[What this task involves]: Could you output every record again, exactly as given?
[Records for this exercise Boundary: Start]
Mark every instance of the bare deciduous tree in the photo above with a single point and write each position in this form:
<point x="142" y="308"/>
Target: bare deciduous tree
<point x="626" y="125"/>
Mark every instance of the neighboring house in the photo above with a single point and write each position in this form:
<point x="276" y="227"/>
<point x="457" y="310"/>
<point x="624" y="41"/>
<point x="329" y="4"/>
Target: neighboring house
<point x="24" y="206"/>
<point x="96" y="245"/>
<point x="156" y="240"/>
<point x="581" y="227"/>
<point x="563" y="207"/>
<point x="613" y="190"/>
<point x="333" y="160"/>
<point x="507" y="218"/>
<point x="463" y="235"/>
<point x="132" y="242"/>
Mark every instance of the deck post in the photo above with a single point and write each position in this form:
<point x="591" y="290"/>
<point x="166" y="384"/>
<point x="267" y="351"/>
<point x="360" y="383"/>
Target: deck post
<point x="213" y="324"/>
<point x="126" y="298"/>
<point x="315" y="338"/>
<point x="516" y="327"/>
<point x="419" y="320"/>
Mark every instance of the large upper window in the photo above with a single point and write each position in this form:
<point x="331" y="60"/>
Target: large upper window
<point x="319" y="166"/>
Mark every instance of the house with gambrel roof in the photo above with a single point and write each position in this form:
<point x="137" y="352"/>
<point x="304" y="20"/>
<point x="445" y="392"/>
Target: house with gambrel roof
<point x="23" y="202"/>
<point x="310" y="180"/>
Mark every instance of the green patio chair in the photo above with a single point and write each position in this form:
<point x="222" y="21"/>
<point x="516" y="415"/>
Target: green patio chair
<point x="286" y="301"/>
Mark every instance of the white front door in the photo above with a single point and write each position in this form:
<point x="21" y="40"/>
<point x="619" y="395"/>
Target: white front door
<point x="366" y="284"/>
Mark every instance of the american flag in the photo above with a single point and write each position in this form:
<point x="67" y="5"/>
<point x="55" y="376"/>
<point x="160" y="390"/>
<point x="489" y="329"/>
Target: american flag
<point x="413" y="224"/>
[Records for this exercise Boundary: End]
[Answer to the exercise]:
Mark every instance of the bare deciduous tree in the photo above with a single point and write each position in this form:
<point x="142" y="308"/>
Target: bare deciduous tree
<point x="626" y="125"/>
Mark every instance of the neighboring house in the photo above with a single point and write each position in this form:
<point x="276" y="227"/>
<point x="457" y="310"/>
<point x="624" y="41"/>
<point x="329" y="4"/>
Target: neighboring house
<point x="24" y="206"/>
<point x="96" y="245"/>
<point x="156" y="240"/>
<point x="581" y="227"/>
<point x="563" y="207"/>
<point x="613" y="190"/>
<point x="333" y="160"/>
<point x="507" y="218"/>
<point x="463" y="235"/>
<point x="132" y="242"/>
Mark every instance of the deck post in the photo above with a single point and write each position in this form:
<point x="591" y="290"/>
<point x="166" y="384"/>
<point x="267" y="351"/>
<point x="360" y="383"/>
Target: deck post
<point x="213" y="324"/>
<point x="126" y="298"/>
<point x="315" y="338"/>
<point x="516" y="327"/>
<point x="419" y="320"/>
Mark every instance of the large upper window in the photo above with a single point and write each position in this form:
<point x="331" y="60"/>
Target: large upper window
<point x="319" y="166"/>
Mark every instance of the house with gambrel roof in the photo above with a single point and write each position in this form:
<point x="137" y="352"/>
<point x="304" y="20"/>
<point x="445" y="392"/>
Target: house with gambrel roof
<point x="23" y="202"/>
<point x="310" y="180"/>
Mark every instance of the green patio chair in the photo above with a single point and write each position in this form:
<point x="222" y="21"/>
<point x="516" y="415"/>
Target: green patio chair
<point x="286" y="301"/>
Mark every instance of the white front door in the photo above with a single point and write each position in this form:
<point x="21" y="40"/>
<point x="619" y="395"/>
Target: white front door
<point x="366" y="284"/>
Mark every instance of the american flag in the photo above with a single point and write each position in this form:
<point x="67" y="5"/>
<point x="55" y="376"/>
<point x="160" y="390"/>
<point x="489" y="329"/>
Target: american flag
<point x="413" y="224"/>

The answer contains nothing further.